Action item: Using the listing below, print exactly everything from the line with "target | reflection on water" down to the line with "task | identify every instance of the tree", both included, and nothing more.

___ Information shown

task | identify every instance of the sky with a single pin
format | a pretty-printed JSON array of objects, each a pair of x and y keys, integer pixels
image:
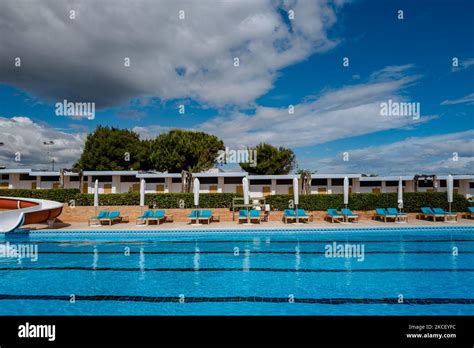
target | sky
[{"x": 333, "y": 63}]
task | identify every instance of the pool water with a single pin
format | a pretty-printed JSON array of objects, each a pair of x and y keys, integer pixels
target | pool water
[{"x": 390, "y": 272}]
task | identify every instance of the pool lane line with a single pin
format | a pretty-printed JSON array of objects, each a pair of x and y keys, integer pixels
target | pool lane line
[
  {"x": 197, "y": 241},
  {"x": 230, "y": 269},
  {"x": 182, "y": 300},
  {"x": 217, "y": 252}
]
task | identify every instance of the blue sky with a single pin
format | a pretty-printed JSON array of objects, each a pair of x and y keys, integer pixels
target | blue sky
[{"x": 283, "y": 62}]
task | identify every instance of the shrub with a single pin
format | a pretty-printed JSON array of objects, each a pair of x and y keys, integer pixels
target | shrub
[
  {"x": 412, "y": 201},
  {"x": 166, "y": 200},
  {"x": 59, "y": 195}
]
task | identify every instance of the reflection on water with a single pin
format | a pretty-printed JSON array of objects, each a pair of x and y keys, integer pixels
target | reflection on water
[
  {"x": 95, "y": 258},
  {"x": 141, "y": 264},
  {"x": 298, "y": 257},
  {"x": 246, "y": 263}
]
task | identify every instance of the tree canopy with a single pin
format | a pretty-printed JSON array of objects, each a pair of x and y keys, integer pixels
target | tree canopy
[
  {"x": 109, "y": 148},
  {"x": 271, "y": 160},
  {"x": 180, "y": 150}
]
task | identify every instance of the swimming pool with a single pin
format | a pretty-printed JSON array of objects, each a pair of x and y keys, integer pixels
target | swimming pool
[{"x": 404, "y": 271}]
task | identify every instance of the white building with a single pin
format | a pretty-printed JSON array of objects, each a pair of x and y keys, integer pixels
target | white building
[{"x": 221, "y": 182}]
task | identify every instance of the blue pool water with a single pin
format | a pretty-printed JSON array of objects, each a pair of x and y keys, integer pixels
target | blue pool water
[{"x": 241, "y": 273}]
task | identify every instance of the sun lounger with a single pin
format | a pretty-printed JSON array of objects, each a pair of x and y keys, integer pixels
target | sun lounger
[
  {"x": 349, "y": 215},
  {"x": 113, "y": 216},
  {"x": 102, "y": 215},
  {"x": 205, "y": 216},
  {"x": 382, "y": 214},
  {"x": 288, "y": 214},
  {"x": 446, "y": 213},
  {"x": 400, "y": 216},
  {"x": 243, "y": 216},
  {"x": 147, "y": 214},
  {"x": 193, "y": 216},
  {"x": 427, "y": 213},
  {"x": 255, "y": 216},
  {"x": 158, "y": 217},
  {"x": 334, "y": 215},
  {"x": 303, "y": 216},
  {"x": 470, "y": 213}
]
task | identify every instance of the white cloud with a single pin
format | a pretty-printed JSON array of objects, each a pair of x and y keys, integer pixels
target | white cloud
[
  {"x": 465, "y": 63},
  {"x": 83, "y": 59},
  {"x": 467, "y": 99},
  {"x": 22, "y": 135},
  {"x": 346, "y": 112},
  {"x": 431, "y": 154}
]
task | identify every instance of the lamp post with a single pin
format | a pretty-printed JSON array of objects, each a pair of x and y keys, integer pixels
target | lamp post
[
  {"x": 2, "y": 144},
  {"x": 49, "y": 143}
]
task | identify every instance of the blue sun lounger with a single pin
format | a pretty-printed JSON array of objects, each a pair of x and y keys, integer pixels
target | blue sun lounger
[
  {"x": 349, "y": 214},
  {"x": 158, "y": 217},
  {"x": 288, "y": 214},
  {"x": 102, "y": 215},
  {"x": 145, "y": 216},
  {"x": 427, "y": 212},
  {"x": 334, "y": 215},
  {"x": 446, "y": 213},
  {"x": 382, "y": 214}
]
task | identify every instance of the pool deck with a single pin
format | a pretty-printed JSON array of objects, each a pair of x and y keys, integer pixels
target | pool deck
[{"x": 182, "y": 226}]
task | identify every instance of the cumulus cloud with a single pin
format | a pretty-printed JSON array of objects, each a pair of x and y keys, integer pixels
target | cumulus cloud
[
  {"x": 467, "y": 99},
  {"x": 82, "y": 59},
  {"x": 432, "y": 154},
  {"x": 20, "y": 135},
  {"x": 346, "y": 112}
]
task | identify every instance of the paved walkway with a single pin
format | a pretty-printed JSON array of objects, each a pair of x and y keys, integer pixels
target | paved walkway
[{"x": 234, "y": 225}]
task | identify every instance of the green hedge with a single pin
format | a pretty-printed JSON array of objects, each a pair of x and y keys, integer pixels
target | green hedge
[
  {"x": 58, "y": 195},
  {"x": 412, "y": 201},
  {"x": 167, "y": 200}
]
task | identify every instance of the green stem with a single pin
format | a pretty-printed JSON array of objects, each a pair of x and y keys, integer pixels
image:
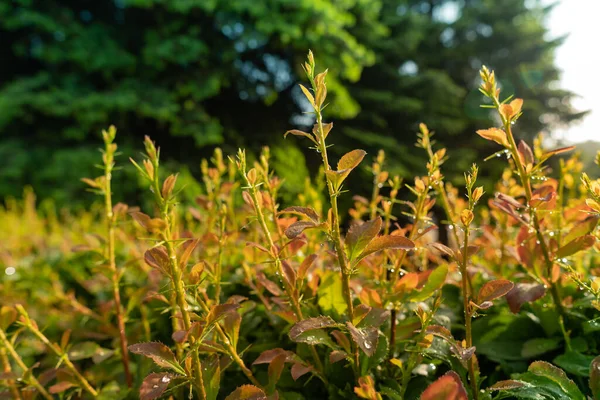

______

Response area:
target | reflection on water
[
  {"x": 95, "y": 258},
  {"x": 141, "y": 264},
  {"x": 298, "y": 257},
  {"x": 246, "y": 263}
]
task | identify every instance of the tree canopy with a single pin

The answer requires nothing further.